=== CHALLENGE ===
Please put the lines into a two-column CSV with the headers text and answer, starting at the line that has "Mark the region of every instance of the gray" and stopping after the line that has "157L174 157L177 151L190". Give one row that pairs the text with its answer, with each value in a single quoted field and line breaks replaced by spaces.

[Begin EXTRACTED DATA]

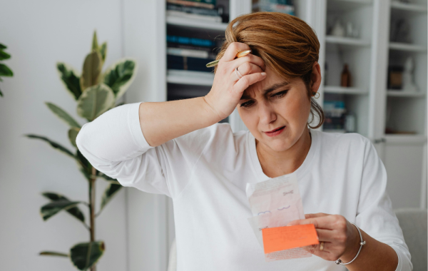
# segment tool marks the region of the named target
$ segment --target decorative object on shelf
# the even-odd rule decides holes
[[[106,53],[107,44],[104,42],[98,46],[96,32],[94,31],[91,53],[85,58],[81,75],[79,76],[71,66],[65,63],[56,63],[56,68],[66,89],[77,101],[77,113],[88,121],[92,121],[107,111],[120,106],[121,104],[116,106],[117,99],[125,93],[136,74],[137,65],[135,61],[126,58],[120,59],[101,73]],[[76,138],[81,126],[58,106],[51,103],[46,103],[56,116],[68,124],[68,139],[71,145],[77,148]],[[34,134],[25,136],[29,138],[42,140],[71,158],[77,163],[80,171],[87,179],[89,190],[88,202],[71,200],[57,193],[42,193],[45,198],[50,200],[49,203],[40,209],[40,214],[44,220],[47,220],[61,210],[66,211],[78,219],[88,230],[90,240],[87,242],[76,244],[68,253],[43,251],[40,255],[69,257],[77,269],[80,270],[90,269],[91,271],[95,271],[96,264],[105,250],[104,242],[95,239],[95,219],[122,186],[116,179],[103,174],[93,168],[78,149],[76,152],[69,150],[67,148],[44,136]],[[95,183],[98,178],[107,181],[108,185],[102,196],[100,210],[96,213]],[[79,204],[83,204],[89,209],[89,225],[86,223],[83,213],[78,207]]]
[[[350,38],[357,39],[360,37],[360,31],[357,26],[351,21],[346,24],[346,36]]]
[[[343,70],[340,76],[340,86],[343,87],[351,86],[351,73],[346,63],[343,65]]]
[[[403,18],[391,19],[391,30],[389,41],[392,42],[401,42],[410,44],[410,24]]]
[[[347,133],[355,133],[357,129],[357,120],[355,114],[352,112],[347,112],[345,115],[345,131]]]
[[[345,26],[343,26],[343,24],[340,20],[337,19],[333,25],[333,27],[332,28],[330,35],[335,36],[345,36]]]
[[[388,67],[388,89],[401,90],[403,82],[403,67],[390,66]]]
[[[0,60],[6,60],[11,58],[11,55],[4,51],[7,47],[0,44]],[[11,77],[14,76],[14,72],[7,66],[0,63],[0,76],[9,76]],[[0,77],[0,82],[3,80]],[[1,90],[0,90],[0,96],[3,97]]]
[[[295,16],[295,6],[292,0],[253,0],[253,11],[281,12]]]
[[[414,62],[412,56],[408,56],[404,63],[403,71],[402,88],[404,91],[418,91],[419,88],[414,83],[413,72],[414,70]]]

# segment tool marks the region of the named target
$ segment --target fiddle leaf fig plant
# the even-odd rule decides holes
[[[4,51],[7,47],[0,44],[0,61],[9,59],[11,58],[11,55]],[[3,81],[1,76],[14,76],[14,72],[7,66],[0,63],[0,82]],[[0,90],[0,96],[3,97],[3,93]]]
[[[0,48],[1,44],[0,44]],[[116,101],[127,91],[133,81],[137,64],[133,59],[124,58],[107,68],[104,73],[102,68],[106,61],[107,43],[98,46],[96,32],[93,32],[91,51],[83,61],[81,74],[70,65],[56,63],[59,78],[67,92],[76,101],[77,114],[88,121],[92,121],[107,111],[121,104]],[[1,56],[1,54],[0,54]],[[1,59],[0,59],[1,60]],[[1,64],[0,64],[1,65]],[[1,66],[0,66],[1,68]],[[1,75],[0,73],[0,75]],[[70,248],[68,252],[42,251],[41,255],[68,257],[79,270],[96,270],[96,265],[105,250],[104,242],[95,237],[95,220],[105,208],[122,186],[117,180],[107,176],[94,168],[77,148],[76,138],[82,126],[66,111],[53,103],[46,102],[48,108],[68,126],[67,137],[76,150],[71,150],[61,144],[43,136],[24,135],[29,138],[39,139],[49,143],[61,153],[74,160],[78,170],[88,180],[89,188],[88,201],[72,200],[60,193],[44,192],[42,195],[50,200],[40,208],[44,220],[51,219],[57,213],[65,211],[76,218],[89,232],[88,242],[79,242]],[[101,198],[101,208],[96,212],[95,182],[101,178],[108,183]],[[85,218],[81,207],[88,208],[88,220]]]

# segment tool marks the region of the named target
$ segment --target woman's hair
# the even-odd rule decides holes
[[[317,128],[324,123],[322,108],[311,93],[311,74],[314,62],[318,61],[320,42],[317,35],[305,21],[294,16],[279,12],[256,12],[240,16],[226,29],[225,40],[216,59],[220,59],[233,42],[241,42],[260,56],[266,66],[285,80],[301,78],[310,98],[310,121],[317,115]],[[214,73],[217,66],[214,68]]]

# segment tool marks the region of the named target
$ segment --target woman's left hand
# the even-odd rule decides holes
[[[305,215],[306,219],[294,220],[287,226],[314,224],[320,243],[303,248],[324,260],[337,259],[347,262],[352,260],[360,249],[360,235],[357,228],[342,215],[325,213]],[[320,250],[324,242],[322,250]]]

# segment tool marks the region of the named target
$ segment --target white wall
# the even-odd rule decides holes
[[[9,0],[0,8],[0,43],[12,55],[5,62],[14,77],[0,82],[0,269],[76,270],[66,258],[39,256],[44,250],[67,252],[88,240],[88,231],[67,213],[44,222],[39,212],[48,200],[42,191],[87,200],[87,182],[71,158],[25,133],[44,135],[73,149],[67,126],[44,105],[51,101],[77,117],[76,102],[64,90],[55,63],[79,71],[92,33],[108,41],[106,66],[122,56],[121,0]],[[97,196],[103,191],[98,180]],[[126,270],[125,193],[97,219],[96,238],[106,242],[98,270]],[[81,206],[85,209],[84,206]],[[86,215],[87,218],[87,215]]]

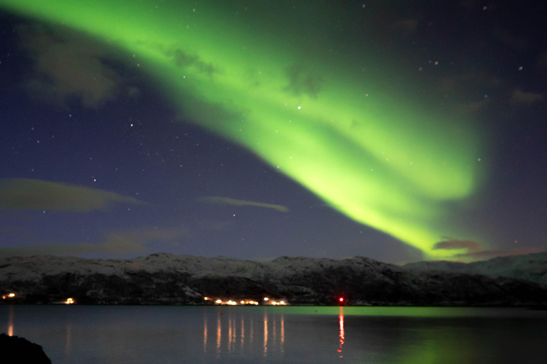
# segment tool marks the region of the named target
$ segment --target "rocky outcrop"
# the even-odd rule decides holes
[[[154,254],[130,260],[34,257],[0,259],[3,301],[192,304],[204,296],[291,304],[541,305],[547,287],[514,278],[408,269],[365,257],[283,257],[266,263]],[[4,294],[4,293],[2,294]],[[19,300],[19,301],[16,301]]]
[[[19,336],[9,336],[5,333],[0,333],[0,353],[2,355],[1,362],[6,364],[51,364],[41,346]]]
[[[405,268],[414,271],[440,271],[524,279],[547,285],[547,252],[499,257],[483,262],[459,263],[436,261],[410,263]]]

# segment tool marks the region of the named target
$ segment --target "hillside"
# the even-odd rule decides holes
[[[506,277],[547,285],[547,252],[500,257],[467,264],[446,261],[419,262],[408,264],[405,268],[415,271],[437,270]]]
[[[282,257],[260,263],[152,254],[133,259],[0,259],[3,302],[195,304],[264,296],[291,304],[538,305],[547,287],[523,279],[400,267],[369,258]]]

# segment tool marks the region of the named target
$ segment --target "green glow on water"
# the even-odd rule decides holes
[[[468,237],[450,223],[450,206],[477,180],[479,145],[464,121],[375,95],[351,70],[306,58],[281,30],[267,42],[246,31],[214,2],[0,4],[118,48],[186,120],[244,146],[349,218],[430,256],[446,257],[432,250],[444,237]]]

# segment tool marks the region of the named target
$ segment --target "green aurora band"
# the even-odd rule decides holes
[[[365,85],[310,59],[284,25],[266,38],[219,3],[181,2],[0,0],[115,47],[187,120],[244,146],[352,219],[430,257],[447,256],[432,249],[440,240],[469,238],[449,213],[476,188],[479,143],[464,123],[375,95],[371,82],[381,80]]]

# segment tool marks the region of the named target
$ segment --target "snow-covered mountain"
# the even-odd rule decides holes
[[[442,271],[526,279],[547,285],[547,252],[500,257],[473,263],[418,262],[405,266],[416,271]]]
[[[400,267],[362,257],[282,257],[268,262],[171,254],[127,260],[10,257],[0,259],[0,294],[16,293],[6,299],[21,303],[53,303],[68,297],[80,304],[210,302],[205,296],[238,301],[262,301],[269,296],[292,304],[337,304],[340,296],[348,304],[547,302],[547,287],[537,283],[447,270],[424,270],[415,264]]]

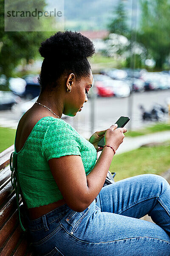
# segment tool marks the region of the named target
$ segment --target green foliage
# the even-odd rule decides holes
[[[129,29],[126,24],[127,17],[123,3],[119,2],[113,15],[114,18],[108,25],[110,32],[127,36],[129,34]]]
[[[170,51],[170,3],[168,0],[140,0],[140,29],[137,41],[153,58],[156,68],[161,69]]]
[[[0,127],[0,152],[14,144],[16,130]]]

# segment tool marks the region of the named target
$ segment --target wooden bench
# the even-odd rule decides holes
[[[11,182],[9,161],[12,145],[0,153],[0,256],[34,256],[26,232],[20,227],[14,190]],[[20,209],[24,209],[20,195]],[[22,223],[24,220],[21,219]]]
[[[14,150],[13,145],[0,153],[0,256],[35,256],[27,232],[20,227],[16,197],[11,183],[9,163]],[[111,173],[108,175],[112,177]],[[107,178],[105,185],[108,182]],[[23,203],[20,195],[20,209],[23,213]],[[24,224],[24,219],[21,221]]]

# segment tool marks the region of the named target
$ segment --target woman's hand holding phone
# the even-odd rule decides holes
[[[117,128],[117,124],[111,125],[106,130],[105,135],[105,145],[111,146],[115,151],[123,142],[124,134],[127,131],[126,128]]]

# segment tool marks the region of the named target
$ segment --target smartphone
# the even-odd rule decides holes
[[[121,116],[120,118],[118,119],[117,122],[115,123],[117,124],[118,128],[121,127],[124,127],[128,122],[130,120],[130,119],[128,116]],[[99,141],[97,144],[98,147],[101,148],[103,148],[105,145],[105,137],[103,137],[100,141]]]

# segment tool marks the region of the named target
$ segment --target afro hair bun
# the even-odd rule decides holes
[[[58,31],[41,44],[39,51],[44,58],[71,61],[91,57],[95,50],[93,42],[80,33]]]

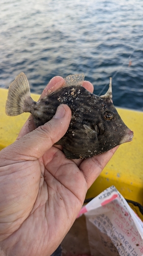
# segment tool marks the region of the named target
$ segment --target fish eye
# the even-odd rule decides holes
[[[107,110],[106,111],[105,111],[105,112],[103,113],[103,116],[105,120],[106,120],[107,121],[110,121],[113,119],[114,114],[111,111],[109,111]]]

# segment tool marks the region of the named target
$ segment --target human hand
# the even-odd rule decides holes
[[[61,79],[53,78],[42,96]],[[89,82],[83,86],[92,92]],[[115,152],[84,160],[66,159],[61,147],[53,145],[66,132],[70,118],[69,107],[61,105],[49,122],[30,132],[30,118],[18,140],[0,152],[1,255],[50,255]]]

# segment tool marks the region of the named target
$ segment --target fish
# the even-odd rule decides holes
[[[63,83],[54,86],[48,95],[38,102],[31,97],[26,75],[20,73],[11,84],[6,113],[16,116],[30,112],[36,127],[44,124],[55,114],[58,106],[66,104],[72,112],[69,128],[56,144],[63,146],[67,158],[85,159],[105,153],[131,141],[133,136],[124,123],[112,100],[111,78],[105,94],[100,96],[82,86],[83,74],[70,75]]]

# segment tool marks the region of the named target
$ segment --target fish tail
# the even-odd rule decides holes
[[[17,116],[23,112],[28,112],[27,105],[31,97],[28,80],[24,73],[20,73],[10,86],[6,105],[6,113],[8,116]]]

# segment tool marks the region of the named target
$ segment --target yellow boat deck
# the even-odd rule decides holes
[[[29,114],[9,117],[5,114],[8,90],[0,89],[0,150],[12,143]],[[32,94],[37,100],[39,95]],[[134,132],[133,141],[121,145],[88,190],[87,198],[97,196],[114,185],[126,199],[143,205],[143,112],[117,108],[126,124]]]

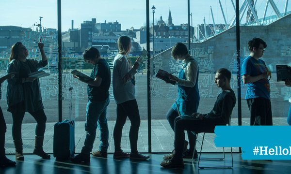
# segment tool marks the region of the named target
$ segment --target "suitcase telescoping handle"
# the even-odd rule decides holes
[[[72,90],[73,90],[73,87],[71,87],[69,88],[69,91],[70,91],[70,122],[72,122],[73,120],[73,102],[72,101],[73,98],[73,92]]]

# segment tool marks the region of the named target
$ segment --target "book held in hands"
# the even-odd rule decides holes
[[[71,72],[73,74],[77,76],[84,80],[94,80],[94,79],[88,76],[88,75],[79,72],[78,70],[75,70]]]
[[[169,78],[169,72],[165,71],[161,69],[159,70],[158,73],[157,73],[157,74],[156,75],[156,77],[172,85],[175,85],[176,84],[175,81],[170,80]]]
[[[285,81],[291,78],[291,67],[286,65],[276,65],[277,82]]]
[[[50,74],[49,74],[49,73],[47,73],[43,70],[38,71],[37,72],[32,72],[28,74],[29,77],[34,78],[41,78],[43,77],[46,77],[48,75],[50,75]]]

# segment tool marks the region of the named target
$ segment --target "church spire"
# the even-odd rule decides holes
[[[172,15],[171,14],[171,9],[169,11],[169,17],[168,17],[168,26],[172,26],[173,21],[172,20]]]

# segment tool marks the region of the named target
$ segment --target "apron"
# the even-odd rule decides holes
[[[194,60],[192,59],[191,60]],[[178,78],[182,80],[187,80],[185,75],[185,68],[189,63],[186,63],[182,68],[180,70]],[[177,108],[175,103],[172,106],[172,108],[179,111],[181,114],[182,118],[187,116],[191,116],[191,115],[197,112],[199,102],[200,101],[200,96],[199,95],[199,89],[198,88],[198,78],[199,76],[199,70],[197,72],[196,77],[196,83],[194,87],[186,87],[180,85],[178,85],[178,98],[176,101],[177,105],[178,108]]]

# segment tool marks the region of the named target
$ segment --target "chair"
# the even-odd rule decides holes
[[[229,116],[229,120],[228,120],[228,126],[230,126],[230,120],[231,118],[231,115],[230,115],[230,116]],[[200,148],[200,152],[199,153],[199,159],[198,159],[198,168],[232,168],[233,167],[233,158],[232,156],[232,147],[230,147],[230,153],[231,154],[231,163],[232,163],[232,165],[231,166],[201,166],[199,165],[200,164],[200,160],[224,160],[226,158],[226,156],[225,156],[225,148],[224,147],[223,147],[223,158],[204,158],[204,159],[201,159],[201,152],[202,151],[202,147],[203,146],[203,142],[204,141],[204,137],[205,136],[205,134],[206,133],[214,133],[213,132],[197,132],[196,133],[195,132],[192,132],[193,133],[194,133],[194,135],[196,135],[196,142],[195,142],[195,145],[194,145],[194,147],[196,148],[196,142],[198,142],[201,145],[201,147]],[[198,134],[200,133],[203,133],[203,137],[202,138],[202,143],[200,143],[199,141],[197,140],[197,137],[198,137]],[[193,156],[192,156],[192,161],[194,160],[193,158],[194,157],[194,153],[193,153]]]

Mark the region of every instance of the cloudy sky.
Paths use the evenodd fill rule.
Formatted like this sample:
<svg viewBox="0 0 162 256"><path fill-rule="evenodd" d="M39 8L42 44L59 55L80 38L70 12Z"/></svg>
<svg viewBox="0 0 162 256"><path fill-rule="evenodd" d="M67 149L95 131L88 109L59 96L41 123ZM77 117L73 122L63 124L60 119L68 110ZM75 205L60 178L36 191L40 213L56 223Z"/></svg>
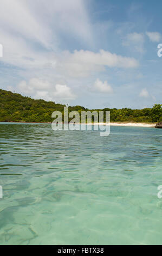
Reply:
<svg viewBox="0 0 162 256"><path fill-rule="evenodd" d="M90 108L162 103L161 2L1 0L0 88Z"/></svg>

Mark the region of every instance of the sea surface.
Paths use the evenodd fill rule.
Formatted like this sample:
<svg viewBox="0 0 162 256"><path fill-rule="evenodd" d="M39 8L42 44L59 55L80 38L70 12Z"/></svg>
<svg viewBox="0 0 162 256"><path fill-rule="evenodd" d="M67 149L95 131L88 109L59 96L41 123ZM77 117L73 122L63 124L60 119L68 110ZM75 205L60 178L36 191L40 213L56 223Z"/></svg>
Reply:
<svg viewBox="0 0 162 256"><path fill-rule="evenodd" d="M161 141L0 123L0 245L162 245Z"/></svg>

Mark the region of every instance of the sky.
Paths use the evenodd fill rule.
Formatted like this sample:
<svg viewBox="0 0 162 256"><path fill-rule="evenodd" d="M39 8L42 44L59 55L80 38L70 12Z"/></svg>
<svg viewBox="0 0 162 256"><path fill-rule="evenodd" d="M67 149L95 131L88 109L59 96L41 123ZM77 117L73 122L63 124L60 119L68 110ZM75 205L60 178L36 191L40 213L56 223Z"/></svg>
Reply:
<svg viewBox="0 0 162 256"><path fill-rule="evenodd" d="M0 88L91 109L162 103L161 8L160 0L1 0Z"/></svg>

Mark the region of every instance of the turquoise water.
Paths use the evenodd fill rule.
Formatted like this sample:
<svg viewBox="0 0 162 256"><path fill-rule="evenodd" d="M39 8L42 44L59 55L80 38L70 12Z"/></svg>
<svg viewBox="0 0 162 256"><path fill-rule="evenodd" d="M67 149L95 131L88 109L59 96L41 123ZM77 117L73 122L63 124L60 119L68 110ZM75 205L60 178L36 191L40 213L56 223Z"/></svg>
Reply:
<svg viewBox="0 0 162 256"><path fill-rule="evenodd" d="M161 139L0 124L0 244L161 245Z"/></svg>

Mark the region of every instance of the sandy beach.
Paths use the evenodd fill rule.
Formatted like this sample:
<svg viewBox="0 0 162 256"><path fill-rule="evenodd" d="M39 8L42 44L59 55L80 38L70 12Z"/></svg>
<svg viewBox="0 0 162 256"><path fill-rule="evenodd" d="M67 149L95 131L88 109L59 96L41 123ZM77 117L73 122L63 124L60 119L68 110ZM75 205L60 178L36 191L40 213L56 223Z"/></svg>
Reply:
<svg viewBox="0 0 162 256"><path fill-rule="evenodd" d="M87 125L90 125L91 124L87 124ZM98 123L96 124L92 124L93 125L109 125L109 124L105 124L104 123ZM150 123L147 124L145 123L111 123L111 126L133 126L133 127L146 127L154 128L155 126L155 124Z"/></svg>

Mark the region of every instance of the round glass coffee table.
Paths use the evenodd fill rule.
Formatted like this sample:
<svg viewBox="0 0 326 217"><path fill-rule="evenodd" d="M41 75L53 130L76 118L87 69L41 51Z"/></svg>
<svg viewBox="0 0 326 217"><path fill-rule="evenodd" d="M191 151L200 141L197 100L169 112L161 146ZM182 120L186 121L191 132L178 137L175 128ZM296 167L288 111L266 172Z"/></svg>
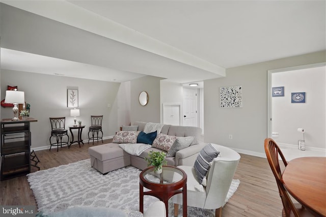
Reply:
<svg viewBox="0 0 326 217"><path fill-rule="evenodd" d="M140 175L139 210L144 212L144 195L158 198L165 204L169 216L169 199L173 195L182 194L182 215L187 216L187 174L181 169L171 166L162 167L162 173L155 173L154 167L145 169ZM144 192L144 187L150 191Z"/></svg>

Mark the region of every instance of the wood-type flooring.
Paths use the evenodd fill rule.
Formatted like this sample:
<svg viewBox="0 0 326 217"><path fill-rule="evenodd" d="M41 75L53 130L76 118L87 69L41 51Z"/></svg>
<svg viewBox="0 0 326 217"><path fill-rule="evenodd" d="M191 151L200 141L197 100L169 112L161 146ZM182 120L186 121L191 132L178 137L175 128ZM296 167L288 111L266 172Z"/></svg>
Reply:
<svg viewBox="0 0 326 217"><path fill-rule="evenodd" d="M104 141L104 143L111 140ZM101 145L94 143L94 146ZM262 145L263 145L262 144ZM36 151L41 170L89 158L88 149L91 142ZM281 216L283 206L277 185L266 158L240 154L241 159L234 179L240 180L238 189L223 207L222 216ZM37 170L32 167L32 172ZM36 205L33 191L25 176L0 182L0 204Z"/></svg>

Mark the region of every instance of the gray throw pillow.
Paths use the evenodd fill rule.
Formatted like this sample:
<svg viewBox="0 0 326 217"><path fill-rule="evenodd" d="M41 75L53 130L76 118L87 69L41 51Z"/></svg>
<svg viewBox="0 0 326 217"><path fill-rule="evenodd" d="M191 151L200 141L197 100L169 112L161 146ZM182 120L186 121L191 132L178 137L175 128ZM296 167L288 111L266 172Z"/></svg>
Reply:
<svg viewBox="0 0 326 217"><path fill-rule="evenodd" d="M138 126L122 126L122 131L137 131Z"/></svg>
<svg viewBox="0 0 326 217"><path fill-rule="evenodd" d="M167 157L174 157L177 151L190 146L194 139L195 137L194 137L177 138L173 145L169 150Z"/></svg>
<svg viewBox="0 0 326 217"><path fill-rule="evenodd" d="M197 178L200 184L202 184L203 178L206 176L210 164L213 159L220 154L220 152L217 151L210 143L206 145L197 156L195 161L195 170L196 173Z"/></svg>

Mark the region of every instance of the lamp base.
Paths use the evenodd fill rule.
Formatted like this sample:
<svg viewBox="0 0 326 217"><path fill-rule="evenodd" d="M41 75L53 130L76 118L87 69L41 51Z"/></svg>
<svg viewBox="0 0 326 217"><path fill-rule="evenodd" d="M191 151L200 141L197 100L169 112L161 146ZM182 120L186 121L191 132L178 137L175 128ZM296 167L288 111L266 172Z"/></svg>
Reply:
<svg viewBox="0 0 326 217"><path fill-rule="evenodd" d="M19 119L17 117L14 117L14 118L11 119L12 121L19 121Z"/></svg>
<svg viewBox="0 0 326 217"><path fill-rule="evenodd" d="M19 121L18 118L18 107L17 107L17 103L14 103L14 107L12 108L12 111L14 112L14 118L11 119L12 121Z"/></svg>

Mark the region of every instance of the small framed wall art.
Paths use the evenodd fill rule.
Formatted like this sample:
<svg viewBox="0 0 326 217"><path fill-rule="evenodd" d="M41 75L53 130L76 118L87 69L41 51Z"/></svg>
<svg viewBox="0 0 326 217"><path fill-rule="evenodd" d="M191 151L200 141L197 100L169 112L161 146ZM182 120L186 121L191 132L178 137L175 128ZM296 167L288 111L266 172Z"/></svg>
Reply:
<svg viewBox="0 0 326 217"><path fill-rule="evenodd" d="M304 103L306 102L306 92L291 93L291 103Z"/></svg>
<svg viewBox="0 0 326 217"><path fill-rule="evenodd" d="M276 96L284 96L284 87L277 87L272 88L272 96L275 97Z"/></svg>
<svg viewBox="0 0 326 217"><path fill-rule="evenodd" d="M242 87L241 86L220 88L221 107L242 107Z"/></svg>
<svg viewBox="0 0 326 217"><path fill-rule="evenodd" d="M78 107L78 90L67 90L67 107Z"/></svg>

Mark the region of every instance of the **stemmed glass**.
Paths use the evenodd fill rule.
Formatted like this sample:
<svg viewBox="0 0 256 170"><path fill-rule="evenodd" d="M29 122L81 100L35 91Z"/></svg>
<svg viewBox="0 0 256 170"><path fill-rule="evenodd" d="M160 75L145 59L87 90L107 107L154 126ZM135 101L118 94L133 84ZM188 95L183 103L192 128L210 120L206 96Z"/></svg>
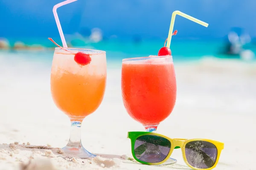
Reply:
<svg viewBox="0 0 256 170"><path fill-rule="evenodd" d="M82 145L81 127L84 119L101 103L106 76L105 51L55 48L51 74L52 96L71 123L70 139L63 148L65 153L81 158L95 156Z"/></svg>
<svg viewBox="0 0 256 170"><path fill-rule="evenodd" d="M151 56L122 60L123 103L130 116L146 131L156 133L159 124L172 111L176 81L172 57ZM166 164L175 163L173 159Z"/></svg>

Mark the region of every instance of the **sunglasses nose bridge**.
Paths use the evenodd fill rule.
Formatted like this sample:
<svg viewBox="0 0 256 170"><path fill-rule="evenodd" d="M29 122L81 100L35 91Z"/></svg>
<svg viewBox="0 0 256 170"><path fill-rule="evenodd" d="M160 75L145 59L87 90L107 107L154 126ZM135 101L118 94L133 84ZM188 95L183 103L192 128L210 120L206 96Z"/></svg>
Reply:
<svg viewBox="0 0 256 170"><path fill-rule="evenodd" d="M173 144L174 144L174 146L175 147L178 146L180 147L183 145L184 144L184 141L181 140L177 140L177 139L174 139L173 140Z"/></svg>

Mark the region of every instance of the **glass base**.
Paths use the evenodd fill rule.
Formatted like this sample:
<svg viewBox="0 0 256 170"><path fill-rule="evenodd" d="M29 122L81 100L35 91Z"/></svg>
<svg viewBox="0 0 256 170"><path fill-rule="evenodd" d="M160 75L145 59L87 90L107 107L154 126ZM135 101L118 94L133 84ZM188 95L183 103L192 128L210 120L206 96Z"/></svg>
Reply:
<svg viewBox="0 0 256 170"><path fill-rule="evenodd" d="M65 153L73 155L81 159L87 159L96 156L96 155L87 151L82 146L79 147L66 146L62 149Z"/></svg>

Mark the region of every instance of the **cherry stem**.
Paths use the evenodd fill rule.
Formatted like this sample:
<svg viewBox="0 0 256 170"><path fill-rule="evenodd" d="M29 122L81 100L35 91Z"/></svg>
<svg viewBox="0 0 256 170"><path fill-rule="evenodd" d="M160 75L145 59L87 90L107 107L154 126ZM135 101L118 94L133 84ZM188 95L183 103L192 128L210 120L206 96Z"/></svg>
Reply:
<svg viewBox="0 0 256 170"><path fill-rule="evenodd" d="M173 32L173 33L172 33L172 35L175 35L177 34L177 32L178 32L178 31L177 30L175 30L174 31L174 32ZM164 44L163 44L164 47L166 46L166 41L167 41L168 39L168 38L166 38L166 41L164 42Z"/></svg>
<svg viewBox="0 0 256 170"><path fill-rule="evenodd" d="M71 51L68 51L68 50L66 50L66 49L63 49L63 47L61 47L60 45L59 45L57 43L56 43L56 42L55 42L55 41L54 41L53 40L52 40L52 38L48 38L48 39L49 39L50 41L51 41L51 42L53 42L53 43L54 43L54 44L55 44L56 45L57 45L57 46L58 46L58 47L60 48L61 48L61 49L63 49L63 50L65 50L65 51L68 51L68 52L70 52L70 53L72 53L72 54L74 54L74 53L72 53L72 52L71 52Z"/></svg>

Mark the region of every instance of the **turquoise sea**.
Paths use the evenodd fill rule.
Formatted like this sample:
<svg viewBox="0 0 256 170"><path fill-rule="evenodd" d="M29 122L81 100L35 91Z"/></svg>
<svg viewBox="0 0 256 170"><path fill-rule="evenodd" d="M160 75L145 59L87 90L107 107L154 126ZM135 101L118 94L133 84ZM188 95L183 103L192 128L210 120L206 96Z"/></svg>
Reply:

[End EXTRACTED DATA]

=== THE OUTPUT ===
text,answer
"Mark the region of every instance of the gray throw pillow. Paths use the evenodd fill rule. Formatted like this sample: <svg viewBox=""0 0 326 217""><path fill-rule=""evenodd"" d=""M41 75L53 130L76 118L87 69L41 51Z""/></svg> <svg viewBox=""0 0 326 217""><path fill-rule=""evenodd"" d=""M191 151L200 141L197 100L169 112L161 146ZM182 120L186 121L191 132L178 137L175 128ZM296 167L288 111L266 172Z""/></svg> Reply:","<svg viewBox=""0 0 326 217""><path fill-rule=""evenodd"" d=""M138 126L122 126L122 131L137 131Z""/></svg> <svg viewBox=""0 0 326 217""><path fill-rule=""evenodd"" d=""M167 157L174 157L177 151L190 146L194 139L195 137L194 137L177 138L173 145L169 150Z""/></svg>"